# 0. Introduction

This notebook runs a fraud detection model for credit-cards transactions using the Google Cloud Platform (GCP). GCP has several advantages related to Machine Learning. It allows to store and process large datasets that do not fit in memory, in a distributed manner. It provides flexibility and allows to automatically scale the computing ressources based on your needs (for instance different scale tiers are offered with different prices and performances). In addition Google Cloud provides several ML API (e.g. Vision, Speech recognition) leveraging state of the art pre-trained models, making it easy to train and use in production performant models.

In this notebook we will execute code to process data, train a Tensorflow model with hyperparameter tuning, run predictions on new data and assess model performances.
We will leverage the following GCP capabilities:
- Google Big Query
- Cloud DataFlow (Apache-Beam + Tensorflow-Transform)
- Cloud ML Engine (Tensorflow).





**Before you start, you will need to:**

* Create a Google Cloud project and a bucket in Google Cloud Storage
* Install gcloud SDK to run gcloud commands: https://cloud.google.com/sdk/downloads

**You can also:**

* Go through the python code available on [GitHub here](https://github.com/GoogleCloudPlatform/professional-services/tree/master/examples/cloudml-fraud-detection).

**Recommendation to use this notebook:**

This notebook provides one example to approach the fraud detection problem and there are many other ways it can be tackled or improved. Once you have a good understanding of the current solution, try to add modifications to the code, to run it in GCP and see the impact.

# Information given
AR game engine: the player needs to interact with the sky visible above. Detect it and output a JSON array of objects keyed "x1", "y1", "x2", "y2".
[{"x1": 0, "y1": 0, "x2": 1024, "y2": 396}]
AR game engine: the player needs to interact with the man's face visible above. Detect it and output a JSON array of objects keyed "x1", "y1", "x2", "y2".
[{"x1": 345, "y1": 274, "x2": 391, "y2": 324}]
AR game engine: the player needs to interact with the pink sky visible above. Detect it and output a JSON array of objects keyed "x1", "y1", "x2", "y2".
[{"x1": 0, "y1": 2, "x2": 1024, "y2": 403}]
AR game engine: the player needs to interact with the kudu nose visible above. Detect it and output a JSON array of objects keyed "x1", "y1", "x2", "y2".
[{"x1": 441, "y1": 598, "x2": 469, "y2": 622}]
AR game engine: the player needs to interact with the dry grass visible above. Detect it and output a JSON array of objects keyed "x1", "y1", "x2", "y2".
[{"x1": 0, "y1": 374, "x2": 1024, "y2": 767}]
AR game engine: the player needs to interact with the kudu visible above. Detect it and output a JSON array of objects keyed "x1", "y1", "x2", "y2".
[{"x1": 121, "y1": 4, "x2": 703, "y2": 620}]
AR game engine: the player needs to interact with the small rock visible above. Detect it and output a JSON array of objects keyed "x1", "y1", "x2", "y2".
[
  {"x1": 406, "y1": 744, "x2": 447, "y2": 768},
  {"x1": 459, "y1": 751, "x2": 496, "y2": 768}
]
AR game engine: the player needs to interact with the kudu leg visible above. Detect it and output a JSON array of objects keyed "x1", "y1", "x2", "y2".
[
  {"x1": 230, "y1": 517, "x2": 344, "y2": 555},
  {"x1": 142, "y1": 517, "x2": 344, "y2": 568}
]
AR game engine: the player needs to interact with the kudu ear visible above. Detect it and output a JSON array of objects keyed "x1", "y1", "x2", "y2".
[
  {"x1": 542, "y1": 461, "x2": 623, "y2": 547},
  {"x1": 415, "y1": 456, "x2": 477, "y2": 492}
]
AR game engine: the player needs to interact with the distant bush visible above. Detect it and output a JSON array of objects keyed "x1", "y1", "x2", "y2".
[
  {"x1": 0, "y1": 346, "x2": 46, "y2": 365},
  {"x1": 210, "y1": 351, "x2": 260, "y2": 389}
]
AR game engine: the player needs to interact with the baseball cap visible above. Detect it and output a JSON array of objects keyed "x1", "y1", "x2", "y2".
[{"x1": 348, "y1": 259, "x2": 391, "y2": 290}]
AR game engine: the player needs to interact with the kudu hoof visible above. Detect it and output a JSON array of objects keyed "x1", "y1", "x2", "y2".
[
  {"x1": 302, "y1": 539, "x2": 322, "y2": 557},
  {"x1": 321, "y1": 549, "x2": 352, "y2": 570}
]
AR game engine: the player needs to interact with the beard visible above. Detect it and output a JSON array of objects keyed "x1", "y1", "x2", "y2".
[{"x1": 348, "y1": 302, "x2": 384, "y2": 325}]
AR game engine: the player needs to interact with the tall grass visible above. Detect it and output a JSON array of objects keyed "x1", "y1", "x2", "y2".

# Tasks to carry out
• A. Duplicate the part of the fraud detection notebook introduction between "In this notebook" and "assess model performances.", inclusive.
• B. In the fraud detection notebook introduction, what must be created before you start?

# Worked solutions
• A.
In this notebook we will execute code to process data, train a Tensorflow model with hyperparameter tuning, run predictions on new data and assess model performances.

• B. A Google Cloud project and a bucket in Google Cloud Storage.